*** Extracted entries ***
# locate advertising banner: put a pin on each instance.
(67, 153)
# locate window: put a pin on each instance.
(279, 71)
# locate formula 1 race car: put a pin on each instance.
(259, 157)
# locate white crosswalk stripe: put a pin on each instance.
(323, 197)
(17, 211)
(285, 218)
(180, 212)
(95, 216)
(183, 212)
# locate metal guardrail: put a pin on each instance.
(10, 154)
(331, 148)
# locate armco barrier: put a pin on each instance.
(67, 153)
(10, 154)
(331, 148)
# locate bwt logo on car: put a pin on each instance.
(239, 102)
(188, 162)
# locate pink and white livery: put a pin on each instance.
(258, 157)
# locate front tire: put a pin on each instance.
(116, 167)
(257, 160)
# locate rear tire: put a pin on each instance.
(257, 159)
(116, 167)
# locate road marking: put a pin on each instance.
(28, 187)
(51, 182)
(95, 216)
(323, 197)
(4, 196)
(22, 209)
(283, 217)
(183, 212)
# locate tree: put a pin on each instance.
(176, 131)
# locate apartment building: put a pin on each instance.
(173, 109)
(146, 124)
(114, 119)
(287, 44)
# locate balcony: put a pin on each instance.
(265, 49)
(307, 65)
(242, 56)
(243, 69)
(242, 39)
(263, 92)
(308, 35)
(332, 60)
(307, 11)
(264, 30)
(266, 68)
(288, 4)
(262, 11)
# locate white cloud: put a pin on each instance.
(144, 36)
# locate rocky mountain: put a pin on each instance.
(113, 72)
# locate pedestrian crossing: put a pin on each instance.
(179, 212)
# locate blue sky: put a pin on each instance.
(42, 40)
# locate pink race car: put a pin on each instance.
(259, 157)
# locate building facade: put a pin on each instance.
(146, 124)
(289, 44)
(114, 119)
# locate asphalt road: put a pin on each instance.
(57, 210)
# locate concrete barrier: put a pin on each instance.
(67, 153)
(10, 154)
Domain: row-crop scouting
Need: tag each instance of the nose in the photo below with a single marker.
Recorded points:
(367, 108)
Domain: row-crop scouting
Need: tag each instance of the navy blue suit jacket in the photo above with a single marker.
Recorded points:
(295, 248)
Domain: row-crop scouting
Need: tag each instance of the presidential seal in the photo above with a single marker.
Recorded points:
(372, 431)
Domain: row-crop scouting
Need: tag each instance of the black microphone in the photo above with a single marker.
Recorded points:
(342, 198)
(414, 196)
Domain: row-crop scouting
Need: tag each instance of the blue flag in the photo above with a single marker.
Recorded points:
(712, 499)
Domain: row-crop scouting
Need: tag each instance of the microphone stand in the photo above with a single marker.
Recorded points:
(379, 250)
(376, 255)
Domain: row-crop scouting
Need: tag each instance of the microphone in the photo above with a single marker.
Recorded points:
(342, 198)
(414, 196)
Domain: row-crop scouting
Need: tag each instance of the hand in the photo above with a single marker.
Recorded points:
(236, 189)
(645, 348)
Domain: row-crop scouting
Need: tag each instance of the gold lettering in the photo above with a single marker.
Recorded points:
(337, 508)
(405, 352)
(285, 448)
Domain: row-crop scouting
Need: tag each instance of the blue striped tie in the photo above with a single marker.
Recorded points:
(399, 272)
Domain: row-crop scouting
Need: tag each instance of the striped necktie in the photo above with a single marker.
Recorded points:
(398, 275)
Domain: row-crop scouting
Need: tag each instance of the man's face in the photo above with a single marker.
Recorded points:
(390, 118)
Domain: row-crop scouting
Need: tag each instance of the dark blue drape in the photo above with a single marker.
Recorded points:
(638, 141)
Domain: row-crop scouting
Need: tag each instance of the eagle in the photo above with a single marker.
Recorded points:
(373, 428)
*** End of Extracted entries ***
Task brief.
Look through the entries above and find each line where the word "microphone" occurs; copy those lines.

Your solution.
Need: tag each instance of the black microphone in the photo above with a single marker.
Need: tag each instance of the microphone stand in the photo above with a single marker.
Need: tag each instance of the microphone in the photo above with a single marker.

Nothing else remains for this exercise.